>> begin Task inputs

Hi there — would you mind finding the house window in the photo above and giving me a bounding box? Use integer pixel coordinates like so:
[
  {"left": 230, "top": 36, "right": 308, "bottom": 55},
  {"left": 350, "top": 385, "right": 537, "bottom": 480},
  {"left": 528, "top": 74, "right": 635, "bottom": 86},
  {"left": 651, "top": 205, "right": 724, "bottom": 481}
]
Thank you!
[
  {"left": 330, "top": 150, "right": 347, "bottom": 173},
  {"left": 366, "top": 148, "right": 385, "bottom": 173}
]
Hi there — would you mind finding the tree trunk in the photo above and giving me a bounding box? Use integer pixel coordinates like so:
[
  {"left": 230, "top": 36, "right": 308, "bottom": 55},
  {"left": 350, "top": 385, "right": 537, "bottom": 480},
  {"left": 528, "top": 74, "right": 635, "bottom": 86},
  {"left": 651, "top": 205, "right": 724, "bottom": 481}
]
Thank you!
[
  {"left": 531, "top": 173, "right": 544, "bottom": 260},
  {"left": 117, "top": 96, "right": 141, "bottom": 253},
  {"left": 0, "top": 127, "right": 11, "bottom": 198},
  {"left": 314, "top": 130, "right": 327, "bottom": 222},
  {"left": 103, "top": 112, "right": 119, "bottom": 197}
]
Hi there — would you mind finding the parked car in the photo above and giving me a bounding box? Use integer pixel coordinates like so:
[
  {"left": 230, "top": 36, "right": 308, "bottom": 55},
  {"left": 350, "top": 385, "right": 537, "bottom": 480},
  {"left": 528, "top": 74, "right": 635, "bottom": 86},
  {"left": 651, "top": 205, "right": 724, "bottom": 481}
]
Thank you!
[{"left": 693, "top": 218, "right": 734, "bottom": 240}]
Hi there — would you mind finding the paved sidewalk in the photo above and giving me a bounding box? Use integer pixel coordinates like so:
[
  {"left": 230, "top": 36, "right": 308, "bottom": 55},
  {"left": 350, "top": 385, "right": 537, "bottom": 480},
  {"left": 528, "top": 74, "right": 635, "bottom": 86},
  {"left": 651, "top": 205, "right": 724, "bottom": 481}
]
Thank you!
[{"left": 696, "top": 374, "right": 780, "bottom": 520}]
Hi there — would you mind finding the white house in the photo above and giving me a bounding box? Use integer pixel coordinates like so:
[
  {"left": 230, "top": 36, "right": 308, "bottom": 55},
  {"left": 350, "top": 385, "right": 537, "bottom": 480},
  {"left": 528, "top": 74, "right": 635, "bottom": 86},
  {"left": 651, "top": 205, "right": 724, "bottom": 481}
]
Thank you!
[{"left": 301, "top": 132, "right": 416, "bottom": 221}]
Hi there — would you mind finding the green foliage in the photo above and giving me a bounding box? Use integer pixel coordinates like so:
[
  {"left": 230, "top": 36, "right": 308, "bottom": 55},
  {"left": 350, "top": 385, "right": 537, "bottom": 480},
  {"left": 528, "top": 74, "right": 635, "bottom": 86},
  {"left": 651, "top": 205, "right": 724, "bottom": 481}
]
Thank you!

>> end Task inputs

What you should do: Update the stretch from the line containing "Hi there — would you mind finding the green" through the end of the rows, swapping "green foliage" for "leafy hedge" and keeping everything else the same.

Answer to the problem:
Hi there — would you mind finding the leafy hedge in the photo above and giving me a bounding box? Use integer pixel coordinates like so:
[
  {"left": 230, "top": 36, "right": 308, "bottom": 55},
  {"left": 350, "top": 385, "right": 537, "bottom": 480},
  {"left": 528, "top": 74, "right": 635, "bottom": 86},
  {"left": 651, "top": 205, "right": 724, "bottom": 481}
]
Thank you!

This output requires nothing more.